### DOCUMENT SEGMENT
This opinion will be unpublished and

may not be cited except as provided by

Minn. Stat. § 480A.08, subd. 3 (2000).

 

STATE OF MINNESOTA

IN COURT OF APPEALS

C5-01-2096

 

 

Paramore Enterprises, Inc.,

Respondent,

 

vs.

 

1995 Dodge, VIN No.

1B7FL26X35W942450,

Respondent,

 

State of Minnesota, City of Lake Elmo,

Appellant,

 

vs.

 

1995 Dodge,

Respondent.

 

 

Filed August 13, 2002

Reversed

Halbrooks, Judge

 

 

Washington County District Court

File No. C6984584

 

Mark A. Olson, 2605 East Cliff Road, Burnsville, MN 55337 (for respondent Paramore Enterprises)

 

Kevin K. Shoeberg, Kevin K. Shoeberg, P.A., 1805 Woodlane Drive, Woodbury, MN 55125 (for appellant)

 

 

 

            Considered and decided by Hanson, Presiding Judge, Anderson, Judge, and Halbrooks, Judge.

U N P U B L I S H E D   O P I N I O N

HALBROOKS, Judge

            Appellant State of Minnesota challenges a judgment in an automobile-forfeiture proceeding that required appellant to pay respondent Paramore Enterprises, Inc. the proceeds of the sale of the vehicle and the balance due on the automobile loan.  The state argues that the trial court lacked subject-matter jurisdiction because Paramore Enterprises, Inc. did not file a demand for judicial review within 30 days after the May 25, 1998 service of notice of forfeiture on Ryan Paramore, the driver of the vehicle.  Paramore Enterprises, Inc. seeks review of the trial court’s denial of its claim of innocent-owner status.  Because the service of the notice of forfeiture on Ryan Paramore was valid service on Paramore Enterprises, Inc. and Paramore Enterprises, Inc. failed to file a demand for judicial review within 30 days of the service, the trial court lacked subject-matter jurisdiction.  We reverse. 

FACTS

On May 25, 1998, at about 1:00 p.m., Captain Jay Swanson and Trooper Ron Williams of the Minnesota State Patrol were on traffic-enforcement detail on Highway 36 in Washington County.  An individual in a vehicle pulled up next to the officers, pointed to a pickup truck, and stated that the pickup had tried to force the individual’s vehicle off the road.  The troopers stopped the pickup, a 1995 Dodge Dakota driven by Ryan Paramore.

### SET PROBLEM 1
Answer these questions about the court opinion, one answer per line:
(a) On what date was the opinion filed?
(b) Which district court heard the case?
(c) Who was driving the pickup when the troopers stopped it?
### SET PROBLEM 2
Transcribe the stretch of the court opinion from "Mark A. Olson, 2605" through "and Halbrooks, Judge." word for word.
### SET PROBLEM 3
Write the next part of the court opinion, starting after its final sentence.

### Collection entries
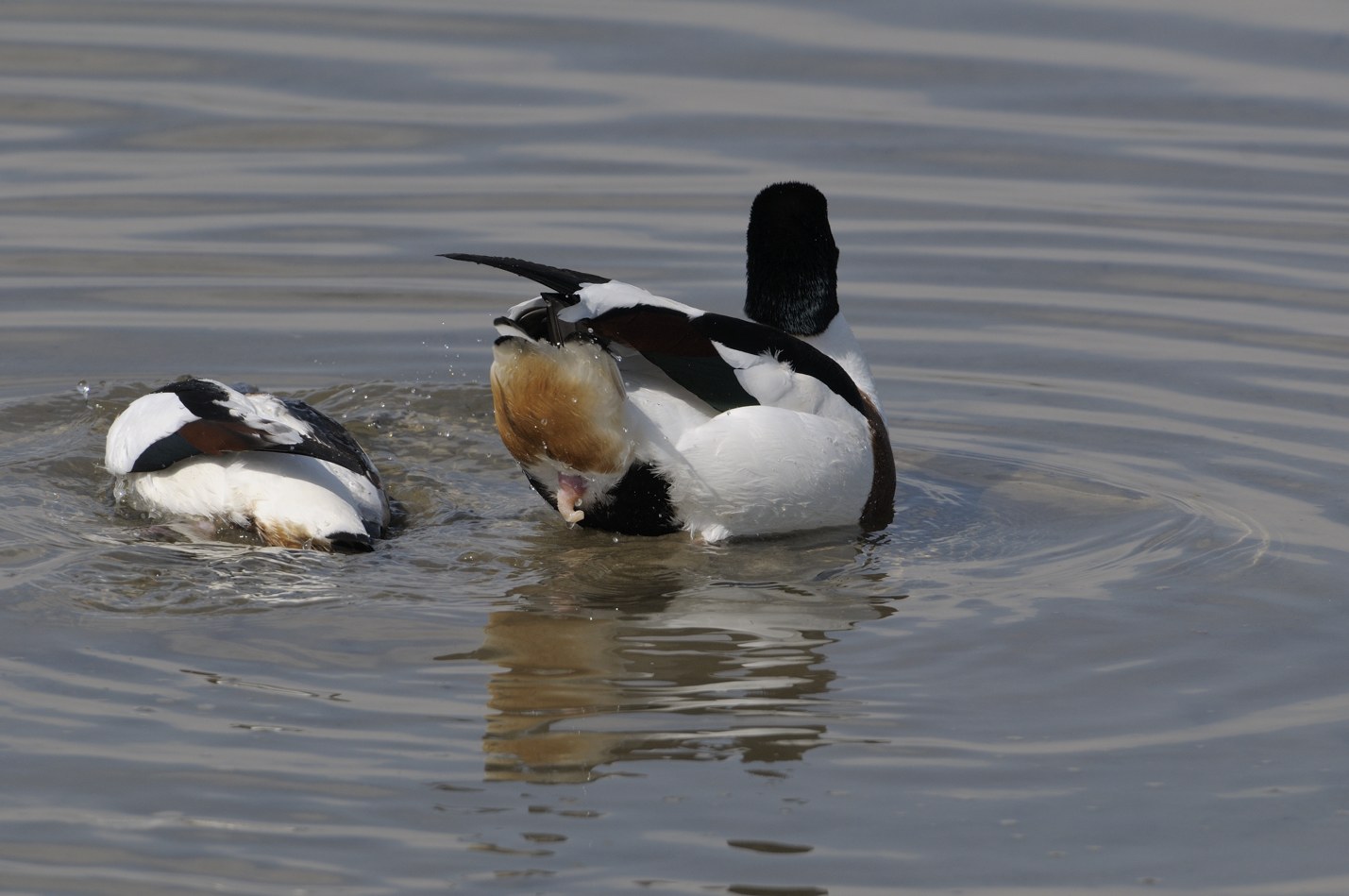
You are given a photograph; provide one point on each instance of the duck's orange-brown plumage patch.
(560, 402)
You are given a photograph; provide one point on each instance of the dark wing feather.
(219, 431)
(670, 340)
(328, 440)
(560, 279)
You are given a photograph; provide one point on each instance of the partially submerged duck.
(198, 448)
(638, 414)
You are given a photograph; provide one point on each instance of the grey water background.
(1096, 251)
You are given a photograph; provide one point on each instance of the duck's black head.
(792, 267)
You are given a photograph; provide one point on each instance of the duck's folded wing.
(204, 417)
(729, 362)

### RIGHT ANSWER 1
(a) August 13, 2002
(b) Washington County District Court
(c) Ryan Paramore

### RIGHT ANSWER 2
Mark A. Olson, 2605 East Cliff Road, Burnsville, MN 55337 (for respondent Paramore Enterprises)

 

Kevin K. Shoeberg, Kevin K. Shoeberg, P.A., 1805 Woodlane Drive, Woodbury, MN 55125 (for appellant)

 

 

 

            Considered and decided by Hanson, Presiding Judge, Anderson, Judge, and Halbrooks, Judge.

### RIGHT ANSWER 3
Ryan Paramore and a passenger were returning home from the Edge Fest in Somerset, Wisconsin.  Swanson and Williams arrested Ryan Paramore for driving under the influence, his third drunk-driving offense in five years.  Ryan Paramore identified himself as an officer of Paramore Enterprises, Inc. (Enterprises) and then wrote checks from the corporate checkbook in his possession that enabled his passenger to return home. 

Minn. Stat. § 169.1217, subd. 1(c)(1)(i) (Supp. 1997), allows vehicle forfeiture for a third DWI conviction within five years.  Pursuant to the statute, Swanson served Ryan Paramore with a forfeiture notice on the day of his arrest.  On May 27, 1998, Officer Matthew Sokol called Richard Paramore, an officer of Enterprises and Ryan’s brother.  Officer Sokol advised Richard that the vehicle was going to be forfeited and that there was a procedure to reclaim it.  When Ryan Paramore retrieved his personal belongings from the vehicle on June 2, 1998, he presented Officer Sokol with a business card identifying himself as the president of Enterprises.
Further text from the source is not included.